- _Exercise_:
A faithful copy of all the data is the goal; omit the pictures.

- _Supplied entries_:
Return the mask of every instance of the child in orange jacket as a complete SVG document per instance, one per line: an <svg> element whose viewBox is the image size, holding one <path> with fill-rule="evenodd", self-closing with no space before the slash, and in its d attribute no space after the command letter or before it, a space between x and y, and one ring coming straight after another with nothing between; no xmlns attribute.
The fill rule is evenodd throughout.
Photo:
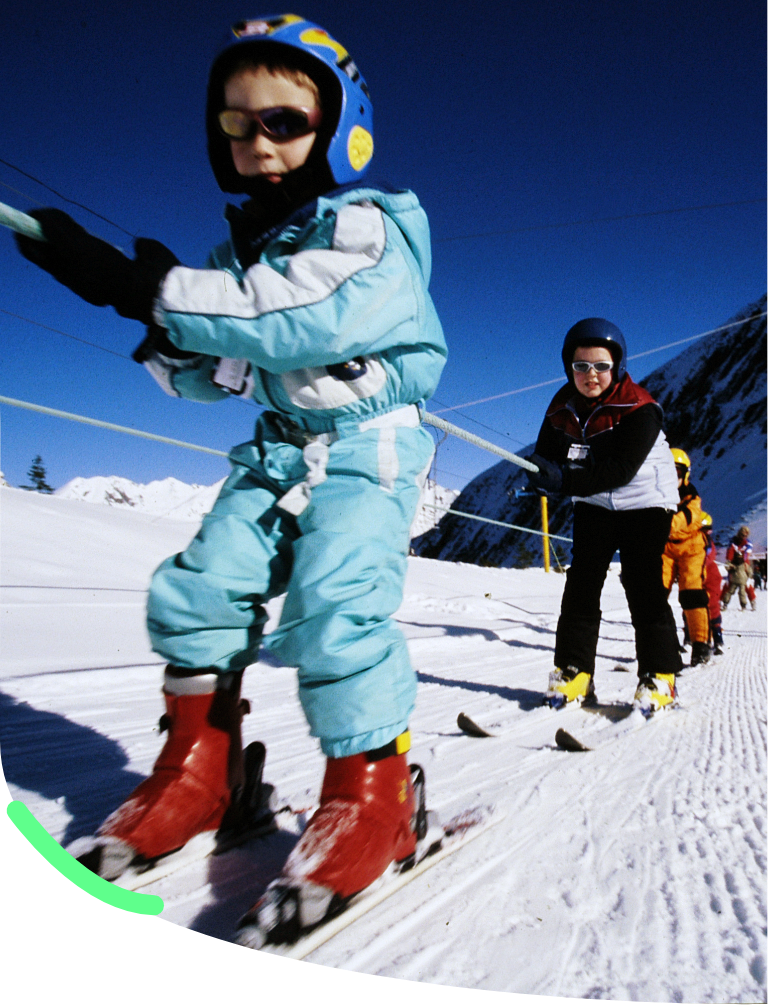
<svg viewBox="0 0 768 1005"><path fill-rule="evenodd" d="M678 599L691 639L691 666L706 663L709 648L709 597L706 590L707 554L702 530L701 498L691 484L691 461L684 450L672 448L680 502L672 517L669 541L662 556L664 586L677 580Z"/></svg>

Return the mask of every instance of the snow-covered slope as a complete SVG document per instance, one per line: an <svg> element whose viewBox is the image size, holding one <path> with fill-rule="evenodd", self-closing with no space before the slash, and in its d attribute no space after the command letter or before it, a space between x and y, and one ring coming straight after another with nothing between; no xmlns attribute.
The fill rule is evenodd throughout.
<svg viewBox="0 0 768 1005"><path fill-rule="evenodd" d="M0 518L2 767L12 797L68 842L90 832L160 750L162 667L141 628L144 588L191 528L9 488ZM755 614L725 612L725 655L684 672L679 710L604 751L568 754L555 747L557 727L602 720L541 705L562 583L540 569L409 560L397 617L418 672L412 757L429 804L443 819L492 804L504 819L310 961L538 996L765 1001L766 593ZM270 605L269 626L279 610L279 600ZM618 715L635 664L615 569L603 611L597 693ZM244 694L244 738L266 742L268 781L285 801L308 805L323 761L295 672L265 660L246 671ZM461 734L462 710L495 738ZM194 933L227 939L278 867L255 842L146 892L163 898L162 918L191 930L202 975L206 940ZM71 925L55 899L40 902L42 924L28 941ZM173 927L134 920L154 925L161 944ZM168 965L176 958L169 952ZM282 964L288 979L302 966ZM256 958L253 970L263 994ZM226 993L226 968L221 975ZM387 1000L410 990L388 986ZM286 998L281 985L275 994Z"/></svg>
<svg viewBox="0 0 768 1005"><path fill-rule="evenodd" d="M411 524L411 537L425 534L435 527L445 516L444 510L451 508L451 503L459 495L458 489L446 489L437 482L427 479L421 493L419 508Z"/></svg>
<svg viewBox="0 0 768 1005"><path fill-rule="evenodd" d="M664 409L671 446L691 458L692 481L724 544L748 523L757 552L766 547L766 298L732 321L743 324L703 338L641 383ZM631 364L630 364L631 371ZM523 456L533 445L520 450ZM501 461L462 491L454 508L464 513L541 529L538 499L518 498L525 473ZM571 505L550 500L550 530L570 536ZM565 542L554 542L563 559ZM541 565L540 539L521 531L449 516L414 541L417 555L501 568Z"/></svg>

- _Response_:
Return the mask of every instance of the child in orange jacket as a complete SVG document per instance, one per line: an <svg> element whose viewBox is the image size, holding one <path> with fill-rule="evenodd", self-closing with no space before the slash, and in its d attribute no space after the command letter or before it, a space between x and y, and one ring coming straight after another with nothing between; no xmlns attribute.
The fill rule is evenodd throughout.
Photo:
<svg viewBox="0 0 768 1005"><path fill-rule="evenodd" d="M678 599L691 639L691 666L706 663L709 648L709 597L706 590L707 554L702 530L701 498L691 484L691 461L684 450L672 448L680 502L672 517L669 541L662 556L664 586L677 580Z"/></svg>

Return the mask of every instance of the snow-covered slope as a complete SVG document per instance, one per line: an <svg> element whose viewBox is the image size, holding one <path> with fill-rule="evenodd", self-closing with no space before the slash, and in its d attribute no space after the command letter or before it, a space between x and y, and one ring coming straight after another with nothing between; no xmlns attribute.
The fill rule is evenodd throughout.
<svg viewBox="0 0 768 1005"><path fill-rule="evenodd" d="M0 518L2 767L12 797L68 842L90 832L160 750L162 667L141 628L144 588L191 528L9 488ZM755 614L725 612L725 655L684 672L679 710L604 751L568 754L555 747L557 727L602 720L541 705L562 583L540 569L409 560L397 617L418 672L412 757L429 804L443 819L492 804L504 819L310 961L538 996L765 1001L766 593ZM270 605L269 626L279 610L279 600ZM618 715L635 664L615 569L603 611L597 693ZM244 694L244 738L266 742L268 781L285 801L308 805L323 761L295 672L265 660L246 671ZM461 734L462 710L495 738ZM194 933L227 939L278 867L255 842L146 892L163 898L162 918L191 930L202 975L206 940ZM71 925L55 899L40 902L42 924L28 941ZM173 927L134 920L154 925L161 944ZM168 965L176 958L169 952ZM282 964L288 979L302 966ZM256 958L253 970L263 994ZM226 993L226 968L221 975ZM387 1000L410 990L388 986ZM286 998L281 985L275 994Z"/></svg>
<svg viewBox="0 0 768 1005"><path fill-rule="evenodd" d="M411 524L411 537L425 534L435 527L445 516L444 510L451 508L451 503L459 495L458 489L446 489L437 482L427 479L421 493L419 508Z"/></svg>
<svg viewBox="0 0 768 1005"><path fill-rule="evenodd" d="M664 409L671 446L691 458L692 481L724 544L748 523L757 552L766 547L766 298L732 321L743 324L703 338L641 383ZM631 364L630 364L631 371ZM523 456L533 445L520 450ZM501 461L462 491L454 508L464 513L541 529L538 499L518 498L525 473ZM571 505L550 500L550 530L570 536ZM565 542L554 542L563 559ZM541 565L540 539L521 531L449 516L414 541L417 555L501 568Z"/></svg>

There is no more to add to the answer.